AIM:
Copy the entries, substituting "brick" for "stone" and keeping everything else the same. Leave the pictures out of your copy.

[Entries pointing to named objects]
## Begin
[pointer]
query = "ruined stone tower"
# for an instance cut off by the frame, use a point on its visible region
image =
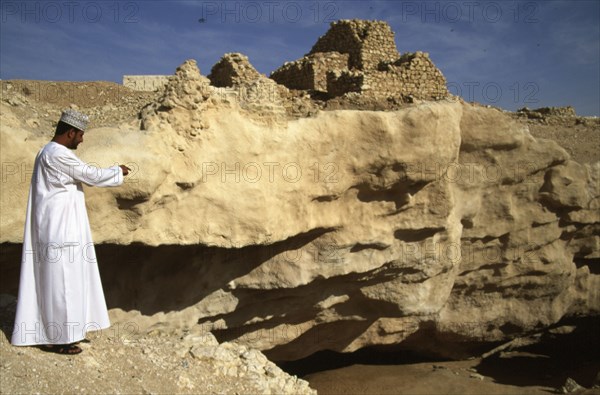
(361, 56)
## End
WRITTEN RESPONSE:
[pointer]
query = "ruined brick tower"
# for an instance cut off by the frame, use a point on its visible region
image =
(361, 56)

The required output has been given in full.